[start]

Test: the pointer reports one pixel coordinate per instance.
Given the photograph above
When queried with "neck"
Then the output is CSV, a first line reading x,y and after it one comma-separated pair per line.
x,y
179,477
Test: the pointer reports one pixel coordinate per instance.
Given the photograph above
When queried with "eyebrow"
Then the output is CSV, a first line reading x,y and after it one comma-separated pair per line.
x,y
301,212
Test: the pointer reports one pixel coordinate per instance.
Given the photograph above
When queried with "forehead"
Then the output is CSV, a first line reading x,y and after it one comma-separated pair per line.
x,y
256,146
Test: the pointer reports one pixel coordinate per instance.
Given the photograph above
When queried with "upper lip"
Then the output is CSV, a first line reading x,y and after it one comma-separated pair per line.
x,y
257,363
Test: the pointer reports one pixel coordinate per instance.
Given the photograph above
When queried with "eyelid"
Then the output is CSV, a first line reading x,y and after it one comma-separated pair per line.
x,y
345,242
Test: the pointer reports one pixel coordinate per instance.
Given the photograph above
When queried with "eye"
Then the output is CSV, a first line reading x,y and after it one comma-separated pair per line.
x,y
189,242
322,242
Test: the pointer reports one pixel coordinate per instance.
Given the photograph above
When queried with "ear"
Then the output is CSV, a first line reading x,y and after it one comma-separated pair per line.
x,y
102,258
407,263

[end]
[start]

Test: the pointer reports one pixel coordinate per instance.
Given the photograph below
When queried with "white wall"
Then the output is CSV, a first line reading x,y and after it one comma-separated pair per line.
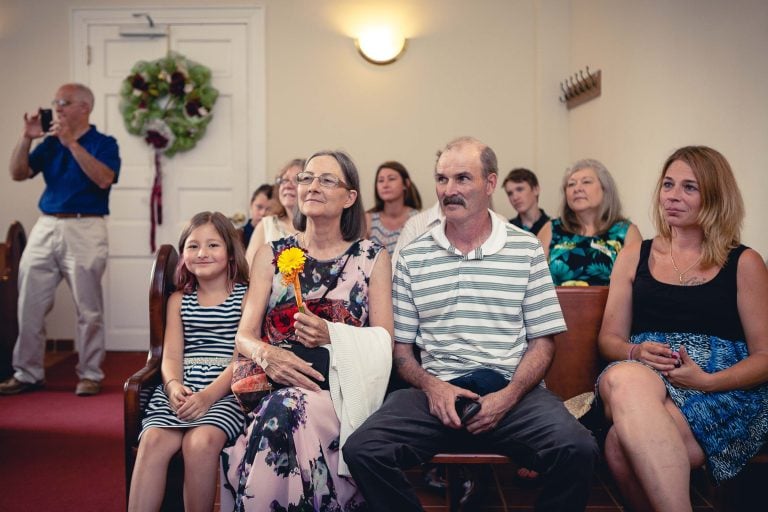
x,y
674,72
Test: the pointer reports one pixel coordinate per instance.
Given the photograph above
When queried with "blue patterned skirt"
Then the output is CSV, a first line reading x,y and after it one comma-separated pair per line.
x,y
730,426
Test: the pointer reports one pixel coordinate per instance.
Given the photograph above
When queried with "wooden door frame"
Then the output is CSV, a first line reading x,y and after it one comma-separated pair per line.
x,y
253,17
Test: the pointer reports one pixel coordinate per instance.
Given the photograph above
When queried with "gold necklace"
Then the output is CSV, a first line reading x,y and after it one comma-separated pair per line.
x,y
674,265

[end]

• [What is needed]: Please pull out every line of the records above that contains the string "queried", copying each such line in full.

• [Expected answer]:
When queried with "neck"
When queried with "eyebrow"
When queried with "forehead"
When queried with "upper lip"
When queried with "eyelid"
When queried with "eye"
When queried with "ear"
When queried with "white wall"
When queried with "blue patterned skirt"
When queried with "wooden door frame"
When queried with "gold necklace"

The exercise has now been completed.